◆ **Questions on the material**
A. Return the passage from the excerpt on Charter Spectrum between "ZACK FINK (NY1): You" and "potential new operators.", inclusive, copied word for word.
B. List every person named in the excerpt on Charter Spectrum.
C. In the excerpt on Charter Spectrum, what did Charter Spectrum say it would do as the condition of getting its franchise?
:: Excerpt to read ::
But speaking of fraud, Charter Spectrum has been executing fraud on the people of this state. They were given a franchise for a very specific set of conditions. It is a very valuable franchise. Many companies could have been given the franchise. Charter Spectrum said that they would increase cable access to the poor and rural communities around the state. That was the condition of them getting the franchise. I promised this state 100% high-speed broadband. Why? Because high-speed broadband is going to be the great equalizer, the great democratizer.

Whether you’re a business, an individual, you’re going to need high-speed broadband to be competitive. Charter Spectrum defrauded this state. They are defrauding consumers. Charter Spectrum is running ads that say we are ahead of schedule and at no cost to the taxpayer. The Public Service Commission said they’re behind schedule, not on schedule, and certainly not ahead of schedule. And to say it is no cost to the taxpayers is also a fraud, because that’s the condition upon which the taxpayers gave you the franchise. So you are defrauding the people of this state. That’s a fraud.

Fink

ZACK FINK (NY1): You said the PSC is looking into new operators. Is it the PSC’s place to do that or is it the market’s?

GOV. CUOMO: Are you speaking on behalf of Charter Spectrum or yourself?

ZACK FINK (NY1): No, I’m just asking a question. You brought it up so I’m curious. You said Friday that the PSC was looking at potential new operators.

GOV. CUOMO: Well, the Public Service Commission is saying that Charter Spectrum violated their franchise agreement. If you violate your franchise agreement, then you lose the franchise agreement and then they would have to find another operator without disruption to any of the consumers or the good workers of Charter Spectrum.

Viewers of NY1, a Spectrum News channel, never saw this exchange, which was widely covered elsewhere by the New York media. Viewers also didn’t see an on-the-record call-in by the governor made later than day to NY1’s newsroom to discuss the exchange. News of the call leaked after nobody at NY1 would publicly discuss it or why the news channel refused to air it.

Cuomo’s opponents on both his left and right criticized the governor over his treatment of the NY1 reporter.

“I’ll come right out and say it. It looks to me like Andrew Cuomo is trying to send a chilling message to the news media, ’don’t mess with me’, and I hope the inspector general can prove me wrong,” Molinaro said in a statement.

This week, Molinaro turned up the heat by claiming the governor was “acting more like a third-world dictator trying to intimidate the news media into dropping stories than an elected democratic leader who respects the First Amendment and has nothing to fear from it.”

Cynthia Nixon, running for the Democratic nomination to the left of Cuomo politically, claimed his chastising of NY1 reporters was out of line, resembling how Donald Trump treats the press.

“Cuomo can’t hold himself up as New York’s answer to Donald Trump, and simultaneously threaten members of the press for doing their job,” Nixon said, asking the governor to apologize.

Cuomo’s spokesman Rich Azzopardi claimed the ongoing criticism of Charter is nothing new for Gov. Cuomo.
:::
:: Extracted entries ::
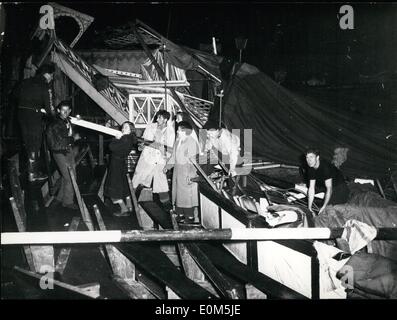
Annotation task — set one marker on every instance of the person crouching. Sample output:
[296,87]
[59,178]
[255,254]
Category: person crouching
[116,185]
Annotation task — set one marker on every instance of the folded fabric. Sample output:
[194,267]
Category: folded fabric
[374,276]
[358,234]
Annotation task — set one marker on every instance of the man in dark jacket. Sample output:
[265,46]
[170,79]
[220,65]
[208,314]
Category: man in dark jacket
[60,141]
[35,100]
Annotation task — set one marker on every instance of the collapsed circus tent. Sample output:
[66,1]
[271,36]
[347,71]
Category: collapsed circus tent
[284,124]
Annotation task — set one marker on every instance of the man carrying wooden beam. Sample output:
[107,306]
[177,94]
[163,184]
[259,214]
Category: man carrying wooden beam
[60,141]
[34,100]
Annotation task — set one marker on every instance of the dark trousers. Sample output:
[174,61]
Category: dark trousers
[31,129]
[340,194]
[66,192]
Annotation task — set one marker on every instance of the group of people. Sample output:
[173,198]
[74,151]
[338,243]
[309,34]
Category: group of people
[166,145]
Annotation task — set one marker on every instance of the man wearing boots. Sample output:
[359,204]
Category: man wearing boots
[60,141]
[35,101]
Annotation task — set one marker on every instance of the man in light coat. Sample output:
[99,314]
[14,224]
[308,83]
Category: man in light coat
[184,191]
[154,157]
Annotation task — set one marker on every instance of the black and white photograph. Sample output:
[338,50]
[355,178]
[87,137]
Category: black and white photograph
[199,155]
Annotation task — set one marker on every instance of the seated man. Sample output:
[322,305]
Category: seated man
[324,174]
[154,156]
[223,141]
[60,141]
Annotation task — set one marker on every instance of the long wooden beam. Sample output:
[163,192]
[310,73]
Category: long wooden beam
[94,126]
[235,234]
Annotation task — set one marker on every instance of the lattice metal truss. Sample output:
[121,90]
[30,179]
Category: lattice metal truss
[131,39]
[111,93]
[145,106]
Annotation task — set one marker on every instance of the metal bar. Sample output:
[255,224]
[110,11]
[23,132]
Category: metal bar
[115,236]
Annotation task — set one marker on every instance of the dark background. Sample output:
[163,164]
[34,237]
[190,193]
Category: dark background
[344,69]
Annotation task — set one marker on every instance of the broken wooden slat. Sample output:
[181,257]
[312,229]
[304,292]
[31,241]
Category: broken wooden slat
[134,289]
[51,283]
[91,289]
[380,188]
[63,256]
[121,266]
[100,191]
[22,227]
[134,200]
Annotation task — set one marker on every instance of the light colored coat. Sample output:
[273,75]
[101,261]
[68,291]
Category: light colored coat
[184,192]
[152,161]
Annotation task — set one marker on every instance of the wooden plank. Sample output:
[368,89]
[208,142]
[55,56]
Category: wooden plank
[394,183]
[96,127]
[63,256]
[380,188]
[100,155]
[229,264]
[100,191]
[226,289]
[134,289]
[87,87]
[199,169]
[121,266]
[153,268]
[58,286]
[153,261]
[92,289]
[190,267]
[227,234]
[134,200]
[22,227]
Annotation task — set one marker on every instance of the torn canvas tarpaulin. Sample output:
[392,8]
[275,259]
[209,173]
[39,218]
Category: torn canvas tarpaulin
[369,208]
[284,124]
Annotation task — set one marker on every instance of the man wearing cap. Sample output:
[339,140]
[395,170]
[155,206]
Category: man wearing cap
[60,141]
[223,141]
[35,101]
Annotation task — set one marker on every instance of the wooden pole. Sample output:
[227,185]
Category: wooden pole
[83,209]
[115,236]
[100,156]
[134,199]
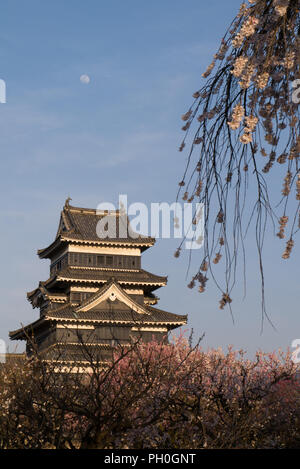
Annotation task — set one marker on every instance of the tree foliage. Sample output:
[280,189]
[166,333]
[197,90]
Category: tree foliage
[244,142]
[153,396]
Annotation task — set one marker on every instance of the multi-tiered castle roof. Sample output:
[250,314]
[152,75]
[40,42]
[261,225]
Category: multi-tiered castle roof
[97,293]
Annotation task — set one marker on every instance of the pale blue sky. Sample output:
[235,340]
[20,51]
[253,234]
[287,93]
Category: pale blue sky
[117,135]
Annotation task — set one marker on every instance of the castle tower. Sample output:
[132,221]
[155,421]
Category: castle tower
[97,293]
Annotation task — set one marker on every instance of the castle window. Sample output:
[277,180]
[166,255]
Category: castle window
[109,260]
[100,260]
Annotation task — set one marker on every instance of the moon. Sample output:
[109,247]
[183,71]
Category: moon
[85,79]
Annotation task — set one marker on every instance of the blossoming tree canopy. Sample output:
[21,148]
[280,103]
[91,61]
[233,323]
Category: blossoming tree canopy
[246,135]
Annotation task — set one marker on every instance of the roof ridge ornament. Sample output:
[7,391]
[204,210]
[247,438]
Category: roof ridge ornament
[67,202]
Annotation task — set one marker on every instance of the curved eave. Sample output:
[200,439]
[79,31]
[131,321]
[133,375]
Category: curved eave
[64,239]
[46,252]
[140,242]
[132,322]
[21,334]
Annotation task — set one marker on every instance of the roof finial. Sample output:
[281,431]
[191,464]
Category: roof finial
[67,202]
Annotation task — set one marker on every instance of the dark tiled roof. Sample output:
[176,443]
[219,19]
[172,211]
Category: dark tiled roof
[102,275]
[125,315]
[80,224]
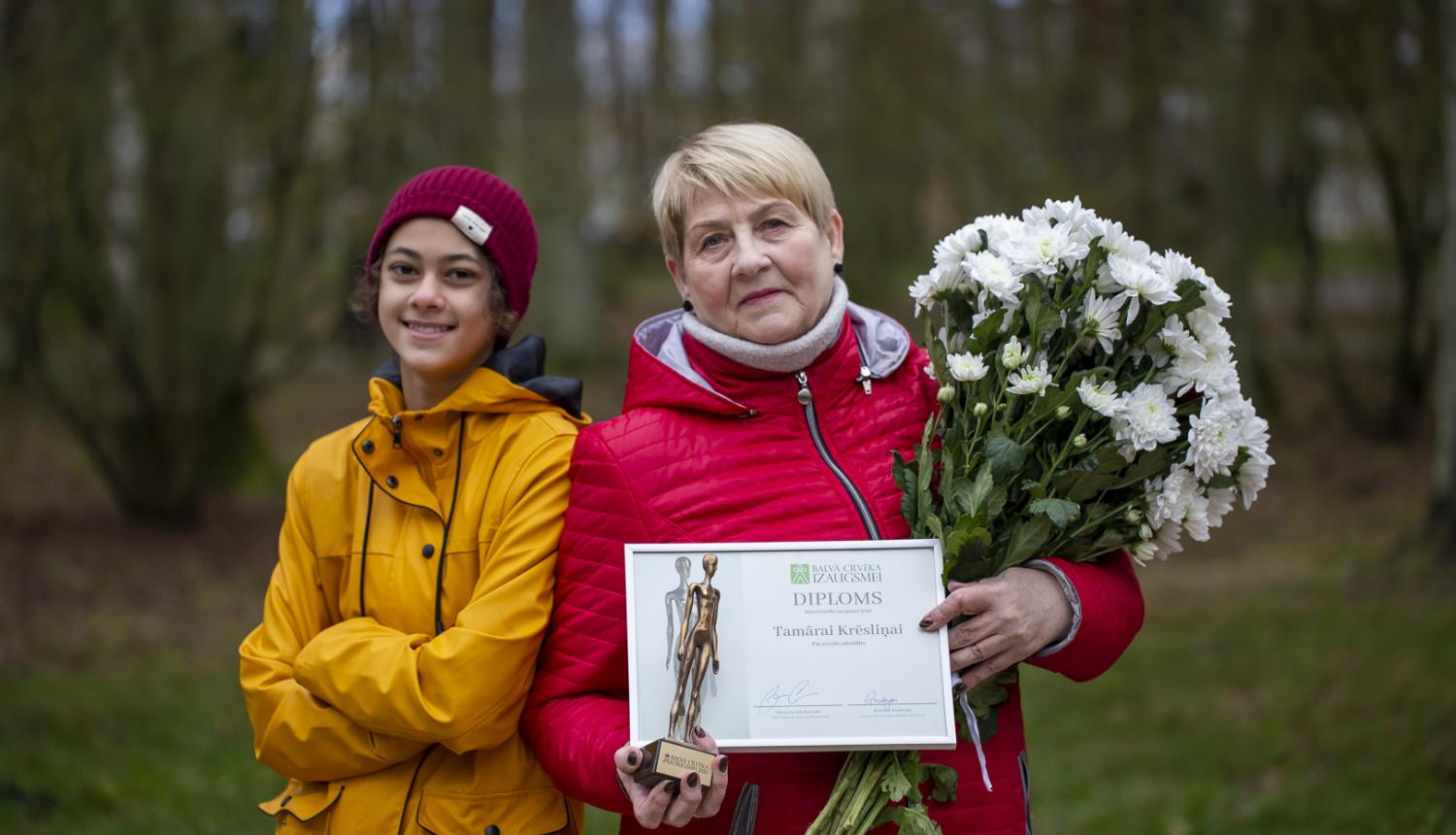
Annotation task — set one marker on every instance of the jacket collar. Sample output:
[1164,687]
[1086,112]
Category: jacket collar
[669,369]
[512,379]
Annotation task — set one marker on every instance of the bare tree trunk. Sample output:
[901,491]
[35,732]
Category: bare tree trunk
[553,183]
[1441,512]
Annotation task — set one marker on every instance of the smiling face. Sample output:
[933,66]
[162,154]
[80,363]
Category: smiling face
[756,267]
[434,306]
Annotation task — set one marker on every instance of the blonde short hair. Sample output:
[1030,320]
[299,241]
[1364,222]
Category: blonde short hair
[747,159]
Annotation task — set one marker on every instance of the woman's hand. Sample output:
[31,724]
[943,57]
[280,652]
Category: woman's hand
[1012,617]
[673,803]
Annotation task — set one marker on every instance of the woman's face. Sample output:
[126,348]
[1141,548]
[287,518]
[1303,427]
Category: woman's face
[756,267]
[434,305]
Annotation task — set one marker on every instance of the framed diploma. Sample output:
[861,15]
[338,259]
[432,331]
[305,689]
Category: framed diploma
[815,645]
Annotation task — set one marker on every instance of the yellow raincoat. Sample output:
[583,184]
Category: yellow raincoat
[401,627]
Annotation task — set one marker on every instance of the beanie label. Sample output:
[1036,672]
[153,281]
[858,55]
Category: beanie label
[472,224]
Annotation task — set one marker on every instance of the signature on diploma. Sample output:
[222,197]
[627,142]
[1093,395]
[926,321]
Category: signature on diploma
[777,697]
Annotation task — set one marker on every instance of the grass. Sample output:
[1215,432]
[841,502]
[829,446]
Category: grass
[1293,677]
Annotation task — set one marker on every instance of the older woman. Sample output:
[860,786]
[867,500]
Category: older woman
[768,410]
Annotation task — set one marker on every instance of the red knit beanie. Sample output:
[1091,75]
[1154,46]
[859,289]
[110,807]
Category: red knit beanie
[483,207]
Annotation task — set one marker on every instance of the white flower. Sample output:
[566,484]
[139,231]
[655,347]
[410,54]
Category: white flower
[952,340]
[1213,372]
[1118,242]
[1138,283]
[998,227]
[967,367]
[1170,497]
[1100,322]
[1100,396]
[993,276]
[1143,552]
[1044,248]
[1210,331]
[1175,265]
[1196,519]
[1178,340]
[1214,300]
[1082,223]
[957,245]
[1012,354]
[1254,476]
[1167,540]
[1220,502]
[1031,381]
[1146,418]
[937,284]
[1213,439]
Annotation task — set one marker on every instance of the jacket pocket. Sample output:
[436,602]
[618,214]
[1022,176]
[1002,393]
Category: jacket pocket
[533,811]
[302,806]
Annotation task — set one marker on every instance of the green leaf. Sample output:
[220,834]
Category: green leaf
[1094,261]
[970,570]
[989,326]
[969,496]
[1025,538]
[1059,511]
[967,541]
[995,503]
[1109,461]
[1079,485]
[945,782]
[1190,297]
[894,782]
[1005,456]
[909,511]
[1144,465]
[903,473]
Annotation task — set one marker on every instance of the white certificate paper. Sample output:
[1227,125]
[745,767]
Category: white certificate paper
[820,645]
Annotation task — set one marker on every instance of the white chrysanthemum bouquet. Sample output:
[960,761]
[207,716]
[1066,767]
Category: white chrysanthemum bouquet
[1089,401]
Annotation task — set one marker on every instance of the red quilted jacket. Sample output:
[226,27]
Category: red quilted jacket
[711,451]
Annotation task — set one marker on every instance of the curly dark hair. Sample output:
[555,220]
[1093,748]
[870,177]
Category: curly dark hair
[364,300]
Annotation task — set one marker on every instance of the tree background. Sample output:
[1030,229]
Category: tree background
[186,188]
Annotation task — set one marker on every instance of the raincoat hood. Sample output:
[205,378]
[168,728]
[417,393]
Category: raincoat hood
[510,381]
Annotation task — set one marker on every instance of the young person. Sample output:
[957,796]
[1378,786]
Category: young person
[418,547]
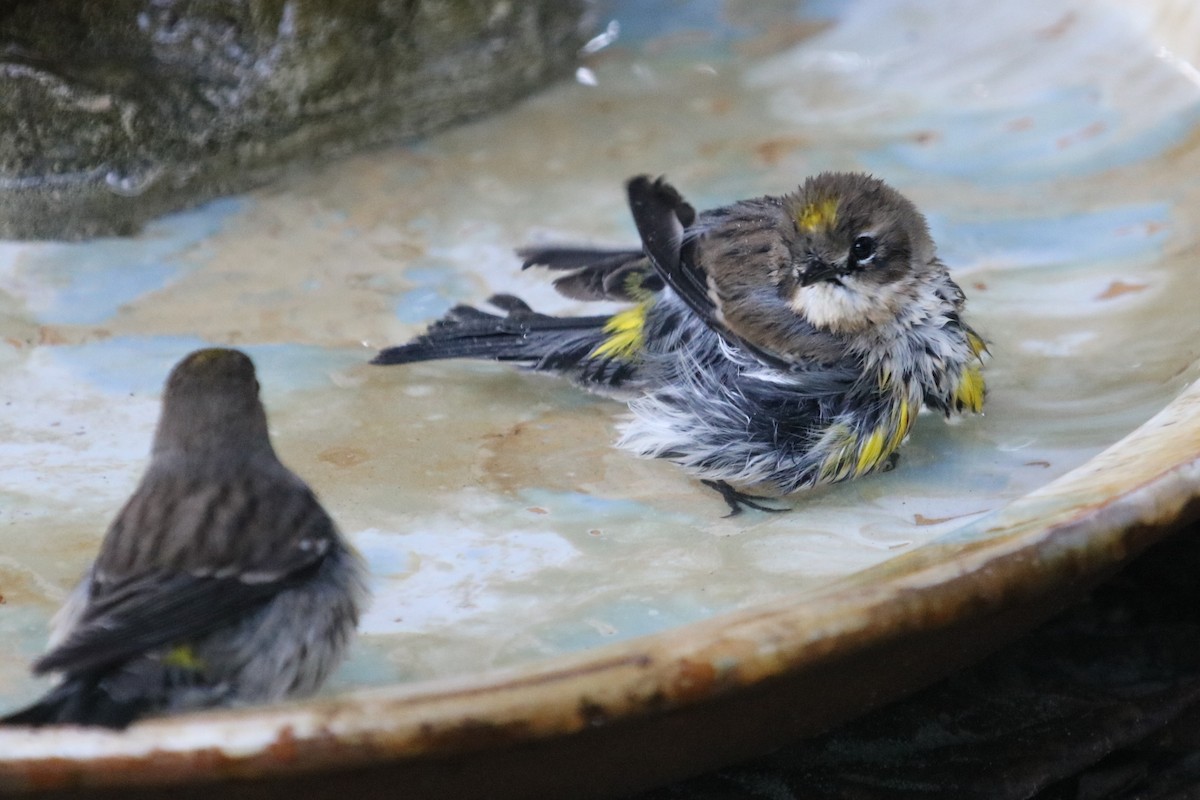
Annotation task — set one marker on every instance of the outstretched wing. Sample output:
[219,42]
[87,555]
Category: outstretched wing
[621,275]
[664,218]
:::
◆ **Set of answers**
A.
ZACK FINK (NY1): You said the PSC is looking into new operators. Is it the PSC’s place to do that or is it the market’s?

GOV. CUOMO: Are you speaking on behalf of Charter Spectrum or yourself?

ZACK FINK (NY1): No, I’m just asking a question. You brought it up so I’m curious. You said Friday that the PSC was looking at potential new operators.

B.
Andrew Cuomo
Zack Fink
Molinaro
Cynthia Nixon
Donald Trump
Rich Azzopardi

C. It said it would increase cable access to the poor and rural communities around the state.